The request: Write out all of the entries below word for word, omitting the pictures.

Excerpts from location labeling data

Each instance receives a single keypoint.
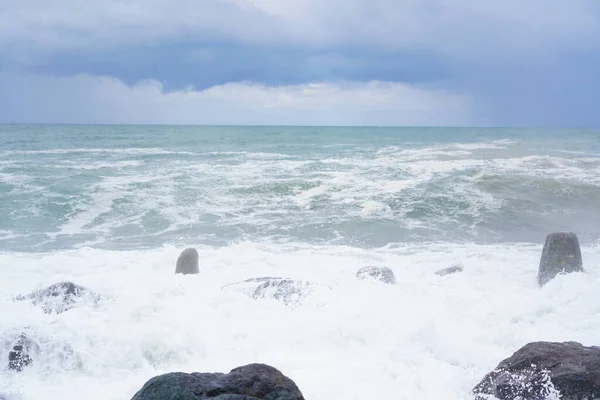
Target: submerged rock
(561, 255)
(19, 356)
(187, 263)
(286, 290)
(541, 369)
(450, 270)
(249, 382)
(59, 297)
(383, 274)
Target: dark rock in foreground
(561, 255)
(58, 298)
(383, 274)
(286, 290)
(187, 263)
(19, 356)
(250, 382)
(541, 369)
(450, 270)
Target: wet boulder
(561, 255)
(450, 270)
(59, 297)
(249, 382)
(383, 274)
(20, 353)
(187, 263)
(542, 370)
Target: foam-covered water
(110, 208)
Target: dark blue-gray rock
(20, 354)
(542, 369)
(250, 382)
(187, 263)
(59, 297)
(450, 270)
(287, 291)
(383, 274)
(561, 255)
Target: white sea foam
(426, 337)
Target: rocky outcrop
(19, 355)
(187, 263)
(287, 291)
(383, 274)
(450, 270)
(561, 255)
(59, 297)
(250, 382)
(541, 369)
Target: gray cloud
(89, 99)
(528, 62)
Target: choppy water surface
(111, 207)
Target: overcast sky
(326, 62)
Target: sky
(301, 62)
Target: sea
(110, 208)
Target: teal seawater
(136, 187)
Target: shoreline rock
(561, 255)
(187, 262)
(59, 297)
(382, 274)
(450, 270)
(248, 382)
(541, 369)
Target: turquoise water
(132, 187)
(111, 208)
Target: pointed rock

Full output:
Each instance receives a single keypoint.
Target: submerged rock
(561, 255)
(19, 356)
(187, 263)
(286, 290)
(541, 369)
(450, 270)
(249, 382)
(59, 297)
(383, 274)
Target: dark rock in foreground
(561, 255)
(58, 298)
(383, 274)
(286, 290)
(187, 263)
(19, 356)
(250, 382)
(541, 369)
(450, 270)
Target: wet boulder
(561, 255)
(450, 270)
(59, 297)
(249, 382)
(383, 274)
(20, 353)
(187, 263)
(542, 370)
Target: foam-covered water
(110, 208)
Target: dark blue-gray rock
(20, 354)
(542, 369)
(250, 382)
(187, 263)
(59, 297)
(450, 270)
(287, 291)
(383, 274)
(561, 255)
Target: white sea foam
(426, 337)
Target: rocky outcrop
(19, 355)
(187, 263)
(287, 291)
(383, 274)
(450, 270)
(561, 255)
(59, 297)
(250, 382)
(541, 369)
Target: gray cloud
(89, 99)
(528, 62)
Target: choppy water surface
(111, 207)
Target: overcast sky
(326, 62)
Target: sky
(301, 62)
Target: sea
(110, 208)
Target: teal seawater
(136, 187)
Target: shoreline rock
(561, 255)
(187, 262)
(59, 297)
(382, 274)
(450, 270)
(248, 382)
(541, 369)
Target: turquoise water
(132, 187)
(111, 208)
Target: pointed rock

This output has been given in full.